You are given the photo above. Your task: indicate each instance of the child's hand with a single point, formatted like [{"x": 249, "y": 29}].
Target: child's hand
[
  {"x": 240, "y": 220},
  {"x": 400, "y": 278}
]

■ **Exercise**
The reply should consist of all the records, repeated exactly.

■ **Response to the task**
You are given the photo above. Your task: indicate each instance of the child's hand with a single point, formatted like [{"x": 249, "y": 29}].
Target: child's hand
[
  {"x": 240, "y": 220},
  {"x": 400, "y": 278}
]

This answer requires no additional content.